> **Problem to solve**:
Starting with the row that contains "One point per instance, written like point(825, 537)" and going on through the row that contains "point(159, 458)", write out every row in that span again. Shift each answer's coordinates by adding 125 to both numbers, and leave the sample points inside the other rows as they are.

> **Records supplied**:
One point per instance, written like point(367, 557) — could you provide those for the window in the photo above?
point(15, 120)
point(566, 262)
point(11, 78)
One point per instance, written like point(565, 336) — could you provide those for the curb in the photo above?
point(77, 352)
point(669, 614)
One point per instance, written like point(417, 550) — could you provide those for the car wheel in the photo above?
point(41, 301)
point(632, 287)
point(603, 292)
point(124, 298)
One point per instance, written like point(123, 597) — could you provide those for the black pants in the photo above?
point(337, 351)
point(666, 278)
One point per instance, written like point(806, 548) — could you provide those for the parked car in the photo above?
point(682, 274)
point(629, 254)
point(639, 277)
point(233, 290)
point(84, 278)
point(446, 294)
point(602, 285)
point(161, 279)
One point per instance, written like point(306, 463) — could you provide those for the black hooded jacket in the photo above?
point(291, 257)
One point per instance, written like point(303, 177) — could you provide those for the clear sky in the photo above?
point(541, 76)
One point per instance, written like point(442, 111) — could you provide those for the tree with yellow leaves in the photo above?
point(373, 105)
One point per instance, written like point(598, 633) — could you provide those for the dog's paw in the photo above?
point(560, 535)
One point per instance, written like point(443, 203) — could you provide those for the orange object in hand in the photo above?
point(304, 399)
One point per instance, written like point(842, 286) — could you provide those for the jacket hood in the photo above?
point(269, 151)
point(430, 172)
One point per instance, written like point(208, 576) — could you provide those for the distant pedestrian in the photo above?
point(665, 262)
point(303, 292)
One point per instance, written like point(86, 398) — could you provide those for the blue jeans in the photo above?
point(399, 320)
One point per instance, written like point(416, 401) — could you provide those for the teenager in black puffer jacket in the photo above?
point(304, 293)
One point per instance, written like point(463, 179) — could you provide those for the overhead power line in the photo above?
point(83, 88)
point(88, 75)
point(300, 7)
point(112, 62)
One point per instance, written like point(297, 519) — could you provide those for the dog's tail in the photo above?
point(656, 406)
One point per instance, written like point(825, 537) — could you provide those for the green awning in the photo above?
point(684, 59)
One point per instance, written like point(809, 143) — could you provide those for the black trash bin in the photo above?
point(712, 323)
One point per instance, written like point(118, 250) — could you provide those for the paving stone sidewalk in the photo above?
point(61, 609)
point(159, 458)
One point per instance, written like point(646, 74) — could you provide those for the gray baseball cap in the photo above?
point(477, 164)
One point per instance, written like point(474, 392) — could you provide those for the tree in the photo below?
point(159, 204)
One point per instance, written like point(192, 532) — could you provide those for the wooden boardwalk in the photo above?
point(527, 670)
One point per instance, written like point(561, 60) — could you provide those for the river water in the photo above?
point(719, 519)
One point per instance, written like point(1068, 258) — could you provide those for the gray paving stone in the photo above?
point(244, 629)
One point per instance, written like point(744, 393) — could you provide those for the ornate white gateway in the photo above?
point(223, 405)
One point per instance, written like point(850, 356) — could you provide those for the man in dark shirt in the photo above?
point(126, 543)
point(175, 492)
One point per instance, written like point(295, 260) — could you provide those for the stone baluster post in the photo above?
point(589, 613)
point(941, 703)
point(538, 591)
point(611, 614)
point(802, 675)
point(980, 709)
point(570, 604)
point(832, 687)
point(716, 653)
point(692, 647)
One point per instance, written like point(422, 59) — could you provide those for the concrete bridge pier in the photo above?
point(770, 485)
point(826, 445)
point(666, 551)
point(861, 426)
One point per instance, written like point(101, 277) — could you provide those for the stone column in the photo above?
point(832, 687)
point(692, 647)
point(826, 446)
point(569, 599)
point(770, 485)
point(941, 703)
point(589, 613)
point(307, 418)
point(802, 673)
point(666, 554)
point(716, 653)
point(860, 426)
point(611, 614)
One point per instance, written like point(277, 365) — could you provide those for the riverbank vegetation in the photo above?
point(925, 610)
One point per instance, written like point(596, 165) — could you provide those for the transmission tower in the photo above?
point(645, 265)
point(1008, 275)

> **Output for this exercise**:
One point per instance, written like point(825, 537) — could you provide those for the green awning in the photo above?
point(809, 184)
One point per instance, written like point(809, 143) — could you provide those for the black trash bin in the photo above?
point(837, 448)
One point per instance, written like point(118, 250) — could you provide those for the paving stone sidewalk in the photo above?
point(186, 734)
point(284, 583)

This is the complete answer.